* [Goal]
Count the lines in the material below that contain the string "face" and reply with only the number.

* [Excerpted records]
══════════════════════════════

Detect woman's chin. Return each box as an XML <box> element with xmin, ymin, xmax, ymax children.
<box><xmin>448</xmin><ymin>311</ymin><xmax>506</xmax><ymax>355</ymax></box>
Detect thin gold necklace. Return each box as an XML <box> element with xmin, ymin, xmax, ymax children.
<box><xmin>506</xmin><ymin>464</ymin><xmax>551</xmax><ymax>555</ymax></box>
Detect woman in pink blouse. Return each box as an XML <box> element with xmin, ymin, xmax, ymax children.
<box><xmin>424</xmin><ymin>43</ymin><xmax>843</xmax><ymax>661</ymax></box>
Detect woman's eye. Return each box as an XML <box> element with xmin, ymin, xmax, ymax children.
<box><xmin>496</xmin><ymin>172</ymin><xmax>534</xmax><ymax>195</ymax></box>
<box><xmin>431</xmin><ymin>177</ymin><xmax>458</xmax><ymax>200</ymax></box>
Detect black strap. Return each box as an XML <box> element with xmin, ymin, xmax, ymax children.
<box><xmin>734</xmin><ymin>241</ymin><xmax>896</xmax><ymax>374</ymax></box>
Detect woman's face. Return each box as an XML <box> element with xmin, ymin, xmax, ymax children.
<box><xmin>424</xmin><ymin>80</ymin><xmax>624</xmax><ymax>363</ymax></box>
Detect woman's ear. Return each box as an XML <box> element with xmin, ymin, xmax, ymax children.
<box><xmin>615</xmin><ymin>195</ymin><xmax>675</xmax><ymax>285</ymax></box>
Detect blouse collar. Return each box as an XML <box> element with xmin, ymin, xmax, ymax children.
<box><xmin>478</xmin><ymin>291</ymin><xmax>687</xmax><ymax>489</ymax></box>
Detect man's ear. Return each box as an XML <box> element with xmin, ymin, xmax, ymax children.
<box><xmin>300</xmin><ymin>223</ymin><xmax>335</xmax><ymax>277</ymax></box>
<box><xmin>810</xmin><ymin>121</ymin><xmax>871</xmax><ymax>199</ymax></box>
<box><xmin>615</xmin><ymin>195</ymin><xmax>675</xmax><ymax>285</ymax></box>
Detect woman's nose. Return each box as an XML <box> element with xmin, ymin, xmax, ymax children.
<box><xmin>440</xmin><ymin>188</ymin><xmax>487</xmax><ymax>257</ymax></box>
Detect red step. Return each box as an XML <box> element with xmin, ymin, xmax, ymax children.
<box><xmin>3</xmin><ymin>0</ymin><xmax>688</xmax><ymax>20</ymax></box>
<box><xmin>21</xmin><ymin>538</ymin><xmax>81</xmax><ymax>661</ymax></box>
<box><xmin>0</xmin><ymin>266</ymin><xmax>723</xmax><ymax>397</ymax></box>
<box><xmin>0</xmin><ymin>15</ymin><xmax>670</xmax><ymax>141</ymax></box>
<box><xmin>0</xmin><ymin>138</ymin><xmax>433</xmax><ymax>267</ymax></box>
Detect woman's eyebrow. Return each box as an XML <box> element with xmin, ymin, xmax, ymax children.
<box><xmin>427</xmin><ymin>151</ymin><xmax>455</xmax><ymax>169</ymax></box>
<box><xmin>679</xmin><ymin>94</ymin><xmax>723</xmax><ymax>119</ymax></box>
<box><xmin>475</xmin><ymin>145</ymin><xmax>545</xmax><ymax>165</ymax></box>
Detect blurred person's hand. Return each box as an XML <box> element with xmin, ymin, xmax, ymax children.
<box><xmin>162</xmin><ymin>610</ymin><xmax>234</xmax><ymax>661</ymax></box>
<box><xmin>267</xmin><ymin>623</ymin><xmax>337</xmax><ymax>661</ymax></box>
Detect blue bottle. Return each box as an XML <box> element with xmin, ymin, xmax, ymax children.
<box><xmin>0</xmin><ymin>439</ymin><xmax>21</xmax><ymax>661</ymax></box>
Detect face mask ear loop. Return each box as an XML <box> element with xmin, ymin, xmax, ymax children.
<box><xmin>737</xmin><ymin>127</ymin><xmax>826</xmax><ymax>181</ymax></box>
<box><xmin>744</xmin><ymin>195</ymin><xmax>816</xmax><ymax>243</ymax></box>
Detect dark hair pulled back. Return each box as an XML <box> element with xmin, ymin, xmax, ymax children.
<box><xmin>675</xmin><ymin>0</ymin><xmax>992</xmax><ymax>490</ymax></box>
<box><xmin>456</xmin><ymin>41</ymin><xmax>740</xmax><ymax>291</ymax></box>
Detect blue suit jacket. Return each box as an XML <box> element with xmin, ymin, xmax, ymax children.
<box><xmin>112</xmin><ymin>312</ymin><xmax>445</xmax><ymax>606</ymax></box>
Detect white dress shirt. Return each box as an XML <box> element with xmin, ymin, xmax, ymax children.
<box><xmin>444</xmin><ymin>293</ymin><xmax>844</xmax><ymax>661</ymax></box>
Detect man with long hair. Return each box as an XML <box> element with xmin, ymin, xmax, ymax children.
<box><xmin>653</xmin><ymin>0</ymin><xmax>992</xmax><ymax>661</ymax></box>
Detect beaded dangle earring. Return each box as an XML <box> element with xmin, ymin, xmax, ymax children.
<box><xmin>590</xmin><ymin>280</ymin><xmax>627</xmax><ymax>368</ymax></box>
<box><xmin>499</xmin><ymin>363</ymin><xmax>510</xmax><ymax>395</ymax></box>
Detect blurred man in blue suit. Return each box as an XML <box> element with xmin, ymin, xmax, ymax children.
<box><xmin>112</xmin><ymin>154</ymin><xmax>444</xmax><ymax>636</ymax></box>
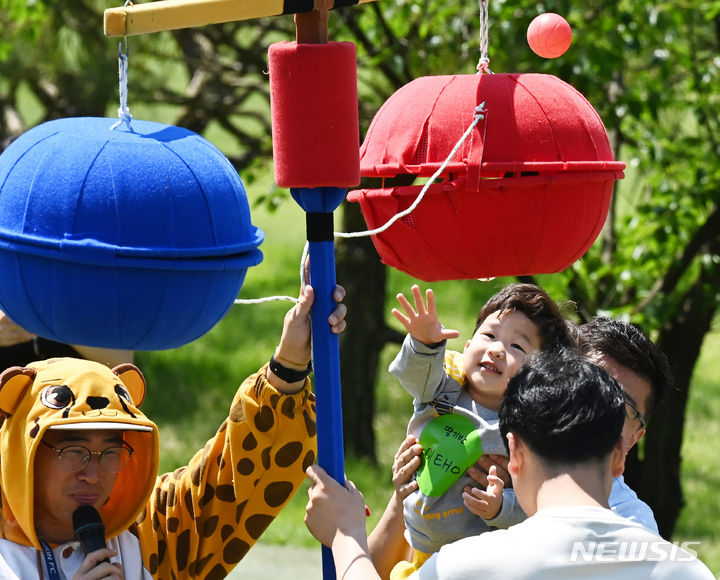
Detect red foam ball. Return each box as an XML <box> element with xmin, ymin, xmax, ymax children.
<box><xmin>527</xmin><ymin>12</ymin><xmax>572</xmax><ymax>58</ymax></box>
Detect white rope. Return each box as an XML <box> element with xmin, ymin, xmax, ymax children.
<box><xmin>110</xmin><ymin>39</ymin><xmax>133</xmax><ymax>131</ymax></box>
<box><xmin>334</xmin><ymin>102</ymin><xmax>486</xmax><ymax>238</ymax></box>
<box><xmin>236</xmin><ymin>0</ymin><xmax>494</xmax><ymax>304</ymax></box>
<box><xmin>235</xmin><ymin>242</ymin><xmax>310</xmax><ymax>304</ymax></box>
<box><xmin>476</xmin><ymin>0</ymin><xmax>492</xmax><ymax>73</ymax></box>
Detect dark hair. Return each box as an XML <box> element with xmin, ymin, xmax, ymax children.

══════════════════════════════

* [Completed task]
2